* **SOURCE**

More than 15 000 units of Nissan's outgoing X-Trail were sold locally and it enjoyed four years as the top seller in its segment. It had to have been fairly decent, then, so how close will the new-generation X-Trail come to emulating this performance?
It should come within striking range, if first impressions are to be believed. This is an all-new model that Nissan promises is better equipped and more comfortable than before, and local journalists were allowed to venture out in the Cape to give it a go.
Just don't be fooled by the exterior that, apart from the obviously new headlights and a few extra bobs, looks almost exactly as its predecessor's. It is, in fact, an all-new body with styling that has been deliberately modelled to appear box-like with a large glasshouse and static lines and creases. Why break with a winning formula, right?
Inside the cabin, X-Trail's new interior is also a lot more refined and, like Qashqai, appears very European-like. A big move is the re-arrangement of the instrument cluster to a more traditional position behind the steering wheel that tidies up the facia immensely.
Furthermore, the central hangdown is neat and dials are easy to reach after a quick glance. The overall quality of the materials and finishes is good, too.
Petrols only, for now
There are two petrol engine derivatives available at launch; a new 2.0-litre and a revised version of the existing 2.5-litre motor. A new turbodiesel will be added to the range from June.
Until then, the petrol engines should do quite a good job of satisfying demand. There are three variants - the base front-wheel drive 2.0-litre, and mid- and high-spec 2.5-litre 4X4 models.
My driving partner and I tried our hands at the base model first, before progressing to the range-topping 2.5 LE. We opted for the six-speed manual gearbox in both cases even though a new CVT gearbox is offered on the 2.5-litre models. But operating the slick-shifting manual was a pleasure, and its nicely-spaced ratios allayed any concerns of constant cog-swapping.
The new 2.0-litre powerplant, which is good for 102 kW and 198 Nm, is quite sprightly and apart from the obvious lack of all-wheel drive is a very competent vehicle. And while it may not offer steering-wheel mounted controls, a sunroof and heated seats, for example, it should suffice in carting you and your charges between points A and B.

* **COLLECTED MATERIAL**
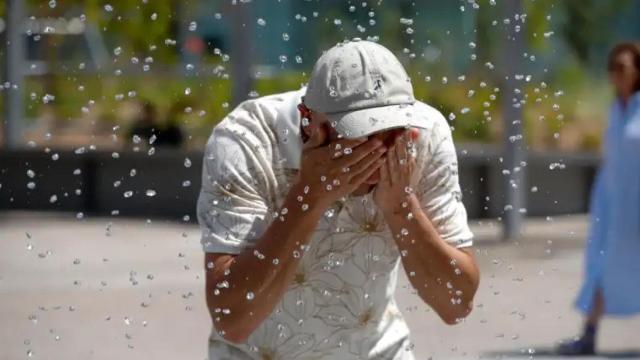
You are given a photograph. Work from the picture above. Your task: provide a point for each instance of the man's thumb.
(317, 138)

* **TO DO**
(1) In the X-Trail review, what output figures does the new 2.0-litre engine produce?
(2) Extend the X-Trail review from its last sentence.

* **THE RESPONSES**
(1) 102 kW and 198 Nm.

(2)
The range-topping 2.5-litre was a welcome step up though, with its 125 kW and 226 Nm on tap at 6 000 and 4 400 r/min, respectively. This is down on the 132 kW and 245 Nm previously produced, although you'd be hard-pressed to feel it in real-world situations and torque reserves are still ample for easy overtaking.
It looks slightly different from its lesser sibling though, since all 2.5s are fitted with "hyper roof rails" that also have nifty driving lights but aren't especially pretty to look at. We also noted that the SE's cabin, which does without those unsightly rails, was notably quieter.
Ride quality on both models sampled is exemplary, thanks to the struts employed on the front axle and the multi-link rear suspension with rubber insulated sub-frames. X-Trail's ability to soak up bumps on the off-road portion was particularly impressive and, on tar, its road holding was impressive too as evidenced on the several mountain passes we negotiated.
The ride height has been increased somewhat to 203 mm, which proved useful while making our way across the dongas littering the Paarl mountainside we found ourselves on. Approach and departure angles are now 28 and 24 degrees, respectively.
While the 4X4 models are naturally more off-road friendly, the few 4X2s on the launch handled a fair amount of scrambling with aplomb. For the rest of us, hooking it into second and ambling across the terrain was good enough.
Just a little twist
Nissan regards its 4X4 system as the most advanced electronic all-wheel drive system on the road today.
A knob on the centre console allows one to dial in one of three modes best suited to the driving conditions. 2WD defaults to front-wheel drive, while Auto is best on gravel surfaces or other slippery surfaces. In Auto mode, a controller monitors engine speed and acceleration to automatically distribute torque to the rear wheels via an electronically controlled coupling when slippage is detected.
In Lock mode, the centre differential ensures a 50/50 torque distribution. Lock, and Auto, can be engaged at any speed, although the former is only operational at speeds below 30 km/h.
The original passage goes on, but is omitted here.